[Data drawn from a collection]
══════
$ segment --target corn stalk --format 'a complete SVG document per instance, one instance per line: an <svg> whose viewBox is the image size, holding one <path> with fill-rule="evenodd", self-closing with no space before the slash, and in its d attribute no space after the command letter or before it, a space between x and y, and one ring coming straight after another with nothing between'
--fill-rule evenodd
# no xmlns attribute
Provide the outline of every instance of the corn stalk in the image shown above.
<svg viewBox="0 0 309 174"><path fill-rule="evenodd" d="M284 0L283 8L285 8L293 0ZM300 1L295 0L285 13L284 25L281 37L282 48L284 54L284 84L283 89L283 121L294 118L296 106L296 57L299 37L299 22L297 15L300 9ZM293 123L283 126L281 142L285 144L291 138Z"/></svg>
══════
- _Exercise requirements_: Copy every line of the data above verbatim, keeping each character unchanged.

- _Written answer_:
$ segment --target corn stalk --format 'a complete SVG document per instance, one instance per line: an <svg> whose viewBox is the image size, holding one <path> with fill-rule="evenodd", self-closing with no space before the slash, and in its d attribute no space after the command letter or before it, a space between x and y, and one ring coming straight after another with nothing between'
--fill-rule evenodd
# no xmlns attribute
Provide the outline of every instance of the corn stalk in the image shown above.
<svg viewBox="0 0 309 174"><path fill-rule="evenodd" d="M284 0L283 8L285 8L293 0ZM300 1L295 0L285 13L284 25L281 37L282 48L284 54L284 84L283 89L283 121L294 118L296 106L296 57L299 37L299 22L297 15L300 9ZM293 123L283 126L281 142L285 144L291 138Z"/></svg>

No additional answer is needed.